━━━━━ Tekst ter analyse

Amerika maakte hem tot koning van de lachfilm en spuwde hem daarna uit. Maar waarom zijn z’n grappen zo tijdloos en universeel? Het leven van Charles Spencer Chaplin.
Begin van de jaren tien vertrok de gevierde Engelse vaudevillekomiek voor een eerste tournee naar Amerika. Het verhaal gaat dat hij bij het naderen van de kust schreeuwde: “Amerika, ik kom je veroveren! Iedere man, iedere vrouw en elk kind zal mijn naam op de lippen hebben – Charles Spencer Chaplin.”
Hij had zich wel van kust vergist – het bleek die van Canada te zijn – maar voor de rest kwam zijn wensdroom uit. In de jaren twintig was hij dankzij de figuur van de Zwerver de ongekroonde koning van Hollywood en verdiende hij meer dan de president van de Verenigde Staten. De filmkolonie van toen geleek voor de godvrezende Amerikaanse burger op een moderne versie van Sodom en Gomorra en Chaplin was de door schandalen achtervolgde succesvolle mediaster avant la lettre.
In veel gevallen lijkt het graven in het verleden van beroemdheden, om hun latere leven en werk te verklaren, op een cursus Freud voor beginnelingen. Maar voor Chaplin (1889-1977) gaat de vlieger wel op. Zijn jeugd biedt een verklaring voor alles wat hem later zal bezighouden en motiveren, van zijn sentimentaliteit tot zijn obsessie met de kloof tussen rijk en arm, van zijn rokkenjacht tot zijn geflirt met de communistische partij.
Het is tot vervelens toe herhaald dat Chaplins kinderjaren in het Londen van de jaren 1890 zo uit een roman van Charles Dickens komen. Hij groeide op in krotten in de Londense achterbuurt Kensington, waar noch ontberingen noch jeugdtrauma’s hem bespaard bleven. Hij was een bijzonder schrandere en overgevoelige jongen die zijn moeder, Hanna, verheerlijkte. Hanna was soubrette in een variététheater, maar haar toneelcarrière was snel uitgeblust. Wel bleef ze haar twee zonen, Charlie en zijn vier jaar oudere halfbroer Sidney, met haar acteren vermaken. “Sydney en ik aanbaden onze moeder. Hoewel ze geen bijzondere schoonheid was, vonden we dat ze er goddelijk uitzag”, schreef Chaplin in zijn in 1964 verschenen autobiografie. Vader had een drankprobleem, maakte schulden en verdween geregeld uit het leven van het gezin. “Ik was er mij nauwelijks van bewust dat ik een vader had en herinner me niet dat hij ooit bij ons woonde.”

━━━━━━━━━━
━━━━━ Geëxtraheerde gegevens

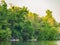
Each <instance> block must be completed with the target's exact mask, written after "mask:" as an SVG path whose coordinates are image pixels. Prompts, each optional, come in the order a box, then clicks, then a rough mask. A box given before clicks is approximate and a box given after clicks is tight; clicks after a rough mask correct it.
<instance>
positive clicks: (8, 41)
mask: <svg viewBox="0 0 60 45" xmlns="http://www.w3.org/2000/svg"><path fill="white" fill-rule="evenodd" d="M0 45H60V41H38V42H25V41H24V42H21V41H18V42H10V41H2V42H0Z"/></svg>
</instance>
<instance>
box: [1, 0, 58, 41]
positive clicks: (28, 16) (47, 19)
mask: <svg viewBox="0 0 60 45" xmlns="http://www.w3.org/2000/svg"><path fill="white" fill-rule="evenodd" d="M46 13H47V15H46V16H45V17H39V16H38V14H36V13H32V12H29V10H28V9H27V7H25V6H23V7H16V6H12V7H11V8H9V9H7V4H6V3H5V1H2V5H0V40H4V39H10V38H15V39H16V38H19V39H20V40H29V39H37V40H56V36H57V34H58V32H57V27H55V24H57V23H56V21H55V19H54V18H53V17H52V12H51V11H50V10H47V11H46Z"/></svg>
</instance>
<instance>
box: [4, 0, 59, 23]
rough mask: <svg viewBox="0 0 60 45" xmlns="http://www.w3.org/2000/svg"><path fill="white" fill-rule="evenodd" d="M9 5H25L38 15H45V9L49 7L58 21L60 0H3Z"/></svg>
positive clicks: (39, 15)
mask: <svg viewBox="0 0 60 45" xmlns="http://www.w3.org/2000/svg"><path fill="white" fill-rule="evenodd" d="M5 1H6V3H7V4H8V5H9V4H10V3H12V5H15V6H20V7H22V6H26V7H28V9H29V10H30V11H31V12H33V13H37V14H39V16H45V15H46V13H45V11H46V10H47V9H50V10H51V11H52V14H53V17H54V18H55V20H56V21H57V22H60V0H5Z"/></svg>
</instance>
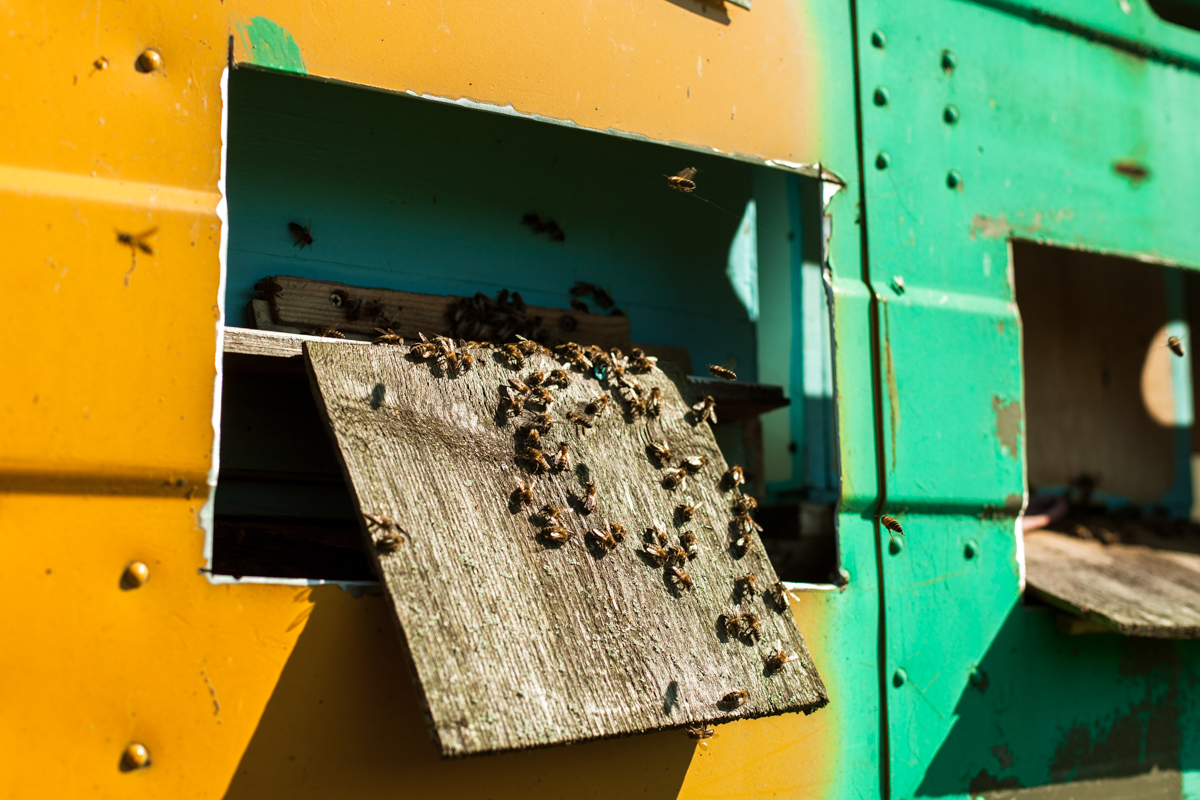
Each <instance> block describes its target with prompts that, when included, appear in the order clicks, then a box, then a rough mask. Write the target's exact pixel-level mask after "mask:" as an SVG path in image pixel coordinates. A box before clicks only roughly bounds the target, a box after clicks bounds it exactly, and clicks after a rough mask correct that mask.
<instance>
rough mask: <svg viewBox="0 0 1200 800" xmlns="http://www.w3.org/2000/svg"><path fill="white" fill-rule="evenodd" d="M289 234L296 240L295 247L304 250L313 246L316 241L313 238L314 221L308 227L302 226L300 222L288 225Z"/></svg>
mask: <svg viewBox="0 0 1200 800" xmlns="http://www.w3.org/2000/svg"><path fill="white" fill-rule="evenodd" d="M288 233H289V234H292V237H293V239H295V243H293V245H292V246H293V247H299V248H300V249H304V248H305V247H310V246H312V243H313V242H314V241H317V240H316V239H313V237H312V219H310V221H308V224H307V225H301V224H300V223H299V222H289V223H288Z"/></svg>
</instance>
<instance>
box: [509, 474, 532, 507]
mask: <svg viewBox="0 0 1200 800" xmlns="http://www.w3.org/2000/svg"><path fill="white" fill-rule="evenodd" d="M533 489H534V482H533V481H528V482H526V480H524V479H523V477H518V479H517V488H515V489H512V503H514V504H516V505H518V506H527V505H533Z"/></svg>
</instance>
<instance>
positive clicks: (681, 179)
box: [667, 167, 700, 192]
mask: <svg viewBox="0 0 1200 800" xmlns="http://www.w3.org/2000/svg"><path fill="white" fill-rule="evenodd" d="M698 172H700V170H698V169H696V168H695V167H685V168H683V169H680V170H679V172H677V173H676V174H674V175H670V176H667V186H670V187H671V188H673V190H676V191H678V192H694V191H696V181H695V180H694V179H695V178H696V173H698Z"/></svg>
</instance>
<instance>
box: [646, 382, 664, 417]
mask: <svg viewBox="0 0 1200 800" xmlns="http://www.w3.org/2000/svg"><path fill="white" fill-rule="evenodd" d="M660 414H662V390H661V389H659V387H658V386H654V387H653V389H650V395H649V397H647V398H646V415H647V416H658V415H660Z"/></svg>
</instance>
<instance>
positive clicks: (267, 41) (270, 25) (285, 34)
mask: <svg viewBox="0 0 1200 800" xmlns="http://www.w3.org/2000/svg"><path fill="white" fill-rule="evenodd" d="M238 32H239V34H241V44H242V47H244V48H245V50H246V55H247V56H250V62H251V64H253V65H254V66H259V67H266V68H268V70H278V71H280V72H295V73H298V74H302V76H305V74H308V71H307V70H306V68H305V66H304V56H302V55H301V54H300V46H299V44H296V41H295V40H294V38H292V34H289V32H288V31H287V30H286V29H283V28H280V26H278V25H276V24H275V23H272V22H271V20H270V19H268V18H266V17H254V18H253V19H251V20H250V23H248V24H247V23H238Z"/></svg>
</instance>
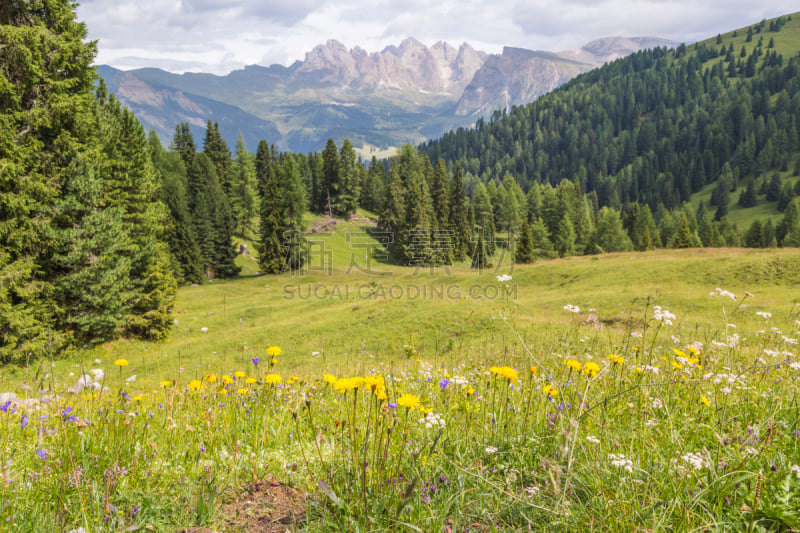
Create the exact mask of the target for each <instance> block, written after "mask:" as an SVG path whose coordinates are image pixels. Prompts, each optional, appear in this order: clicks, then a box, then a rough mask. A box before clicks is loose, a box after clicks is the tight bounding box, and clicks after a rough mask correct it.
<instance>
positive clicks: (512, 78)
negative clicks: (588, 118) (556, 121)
mask: <svg viewBox="0 0 800 533" xmlns="http://www.w3.org/2000/svg"><path fill="white" fill-rule="evenodd" d="M591 68H593V67H592V65H588V64H586V63H581V62H578V61H573V60H569V59H564V58H562V57H560V56H558V55H556V54H552V53H550V52H533V51H531V50H524V49H522V48H511V47H505V48H504V49H503V53H502V54H500V55H493V56H490V57H489V59H488V60H487V61H486V62H485V63H484V64H483V66H482V67H481V69H480V70H478V72H477V73H476V74H475V76H474V78H473V79H472V82H471V83H470V84H469V85H468V86H467V87H466V88H465V89H464V93H463V94H462V95H461V98H460V99H459V101H458V105H457V106H456V114H457V115H460V116H465V115H469V116H476V117H478V116H486V115H488V114H489V113H491V112H492V111H494V110H495V109H505V110H508V109H510V108H511V106H514V105H522V104H527V103H529V102H532V101H533V100H535V99H537V98H538V97H540V96H542V95H543V94H546V93H549V92H550V91H552V90H553V89H555V88H556V87H558V86H559V85H561V84H563V83H565V82H567V81H569V80H571V79H572V78H574V77H575V76H577V75H578V74H580V73H582V72H586V71H587V70H589V69H591Z"/></svg>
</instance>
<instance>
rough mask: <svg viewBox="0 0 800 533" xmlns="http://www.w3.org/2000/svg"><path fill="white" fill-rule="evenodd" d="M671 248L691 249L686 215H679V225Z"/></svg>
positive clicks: (688, 227)
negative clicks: (676, 232)
mask: <svg viewBox="0 0 800 533" xmlns="http://www.w3.org/2000/svg"><path fill="white" fill-rule="evenodd" d="M672 247H673V248H691V247H692V231H691V229H690V228H689V221H688V220H687V218H686V215H685V214H683V215H681V225H680V227H679V228H678V232H677V233H676V235H675V239H674V240H673V241H672Z"/></svg>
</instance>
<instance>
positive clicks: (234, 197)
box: [229, 133, 258, 236]
mask: <svg viewBox="0 0 800 533" xmlns="http://www.w3.org/2000/svg"><path fill="white" fill-rule="evenodd" d="M235 150H236V158H235V159H234V161H233V169H232V174H231V193H230V196H229V198H230V202H231V211H232V212H233V217H234V219H235V221H236V234H237V235H242V236H245V233H246V232H248V233H249V232H250V231H251V230H252V227H251V225H252V220H253V218H254V217H256V216H257V215H258V197H257V194H256V191H257V185H256V165H255V158H254V157H253V154H251V153H250V152H248V151H247V147H246V145H245V142H244V138H243V137H242V134H241V133H239V137H238V138H237V139H236V148H235Z"/></svg>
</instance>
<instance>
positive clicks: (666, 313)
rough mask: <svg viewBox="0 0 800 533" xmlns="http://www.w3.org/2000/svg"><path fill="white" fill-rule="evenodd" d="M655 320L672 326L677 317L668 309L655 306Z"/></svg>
mask: <svg viewBox="0 0 800 533" xmlns="http://www.w3.org/2000/svg"><path fill="white" fill-rule="evenodd" d="M653 320H656V321H658V322H663V323H664V324H666V325H668V326H671V325H672V321H673V320H675V315H674V314H672V312H671V311H670V310H669V309H667V308H666V307H661V306H660V305H655V306H653Z"/></svg>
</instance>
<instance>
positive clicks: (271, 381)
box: [264, 374, 281, 385]
mask: <svg viewBox="0 0 800 533" xmlns="http://www.w3.org/2000/svg"><path fill="white" fill-rule="evenodd" d="M280 382H281V377H280V376H279V375H278V374H267V375H266V376H264V383H266V384H268V385H277V384H278V383H280Z"/></svg>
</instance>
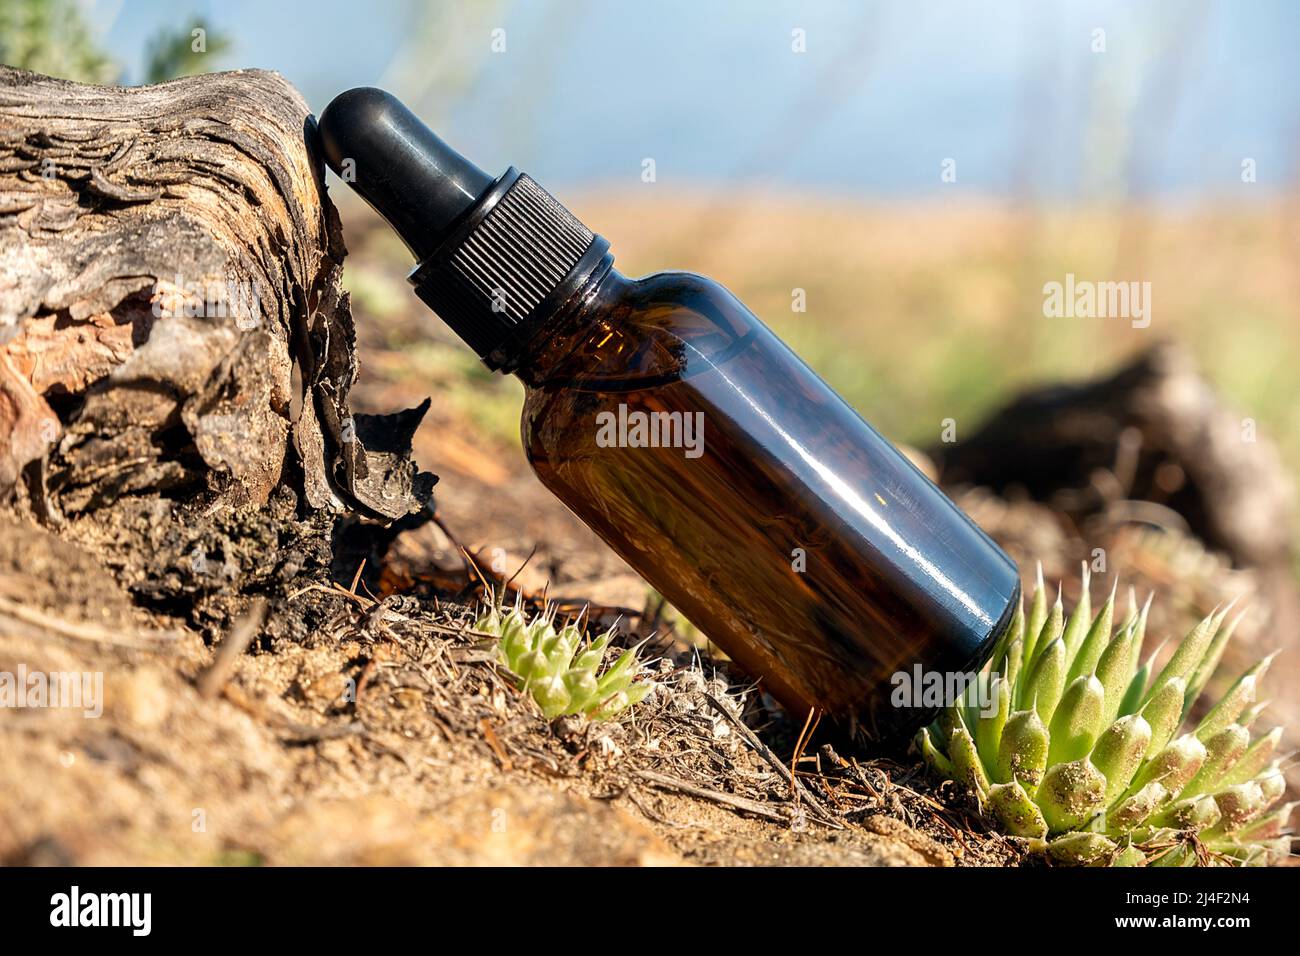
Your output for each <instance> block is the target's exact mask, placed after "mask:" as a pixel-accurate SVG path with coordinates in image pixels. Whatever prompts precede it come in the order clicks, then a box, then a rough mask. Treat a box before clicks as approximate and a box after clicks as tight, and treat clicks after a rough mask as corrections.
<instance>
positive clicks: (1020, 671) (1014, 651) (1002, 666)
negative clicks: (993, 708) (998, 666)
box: [1002, 637, 1024, 708]
mask: <svg viewBox="0 0 1300 956" xmlns="http://www.w3.org/2000/svg"><path fill="white" fill-rule="evenodd" d="M1023 658H1024V641H1023V640H1022V639H1021V637H1017V639H1015V640H1014V641H1011V646H1009V648H1008V649H1006V662H1005V663H1004V665H1002V679H1004V680H1005V682H1006V689H1008V692H1009V693H1010V695H1011V700H1010V704H1011V706H1013V708H1014V706H1015V693H1017V691H1018V689H1019V685H1021V671H1022V670H1023V667H1024V659H1023Z"/></svg>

━━━━━━━━━━

▸ Taakomschrijving: Druk alstublieft woordelijk het deel van de tekst over Chaplin af dat begint met "Amerika maakte hem" en doorloopt tot en met "van Charles Spencer Chaplin.".

▸ Resultaat van oefening:
Amerika maakte hem tot koning van de lachfilm en spuwde hem daarna uit. Maar waarom zijn z’n grappen zo tijdloos en universeel? Het leven van Charles Spencer Chaplin.